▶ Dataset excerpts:
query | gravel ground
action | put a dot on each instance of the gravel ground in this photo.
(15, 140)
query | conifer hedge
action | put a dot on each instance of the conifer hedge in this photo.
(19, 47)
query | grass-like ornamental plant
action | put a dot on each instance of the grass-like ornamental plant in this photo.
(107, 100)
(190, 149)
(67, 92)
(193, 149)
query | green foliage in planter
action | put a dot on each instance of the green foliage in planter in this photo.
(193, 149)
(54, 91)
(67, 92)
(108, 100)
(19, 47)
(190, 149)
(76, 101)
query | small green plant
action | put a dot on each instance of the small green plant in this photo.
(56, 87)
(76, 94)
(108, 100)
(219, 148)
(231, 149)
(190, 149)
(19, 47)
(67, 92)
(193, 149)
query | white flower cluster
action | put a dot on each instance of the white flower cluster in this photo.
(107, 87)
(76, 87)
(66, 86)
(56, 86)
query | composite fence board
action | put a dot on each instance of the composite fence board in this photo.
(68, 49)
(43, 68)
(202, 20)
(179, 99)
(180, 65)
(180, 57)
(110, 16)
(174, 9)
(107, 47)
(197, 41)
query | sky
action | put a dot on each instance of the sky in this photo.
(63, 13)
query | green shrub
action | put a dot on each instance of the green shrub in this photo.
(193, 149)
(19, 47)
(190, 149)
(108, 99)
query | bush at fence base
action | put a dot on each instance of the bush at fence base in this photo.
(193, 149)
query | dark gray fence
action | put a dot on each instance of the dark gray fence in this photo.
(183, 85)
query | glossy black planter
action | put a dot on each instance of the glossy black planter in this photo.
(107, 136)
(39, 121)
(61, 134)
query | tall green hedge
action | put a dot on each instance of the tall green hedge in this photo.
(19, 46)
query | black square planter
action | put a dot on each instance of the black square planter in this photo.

▶ What this task involves: Exact copies of all the entries above are required.

▶ Output for this task:
query | gravel ground
action | put a dot on each instance of the gravel ground in this photo.
(15, 140)
query | conifer hedge
action | put a dot on each instance of the conifer hedge in this photo.
(19, 47)
query | grass-like ornamental plant
action | put a dot on each instance of the grass-like ornamental plant in this photo.
(107, 100)
(190, 149)
(67, 92)
(193, 149)
query | green foliage in planter
action | put a dot on each instance of the green foliage in planter in this photo.
(193, 149)
(54, 91)
(67, 92)
(108, 100)
(19, 47)
(190, 149)
(76, 101)
query | small green plant
action | put a dot on each instance of the small green plant in this photo.
(56, 87)
(76, 94)
(108, 100)
(219, 148)
(231, 149)
(190, 149)
(19, 47)
(67, 92)
(193, 149)
query | white flower cluster
action | put a dot on each instance of the white flower cluster in this photo.
(107, 87)
(76, 87)
(66, 86)
(56, 86)
query | composite fence board
action | put a dot on each instance of the composite fence board in this photo.
(68, 49)
(43, 68)
(202, 20)
(179, 99)
(180, 65)
(180, 57)
(110, 16)
(174, 9)
(107, 47)
(197, 41)
query | sky
action | put a dot on each instance of the sky in this photo.
(63, 13)
query | green shrub
action | put a dot on each instance of the green shrub in this photo.
(193, 149)
(19, 47)
(190, 149)
(108, 99)
query | bush at fence base
action | put a dot on each instance of the bush at fence base in this photo.
(193, 149)
query | dark gray fence
action | put a dot on each instance of the dark gray fence in this photo.
(183, 85)
query | glossy black planter
action | put a dot on each instance of the glossy black planter in this photo.
(107, 136)
(39, 121)
(61, 134)
query | tall green hedge
action | put a dot on each instance of the tall green hedge in this photo.
(19, 46)
query | black square planter
action | put a dot on each instance of the black square planter in this photo.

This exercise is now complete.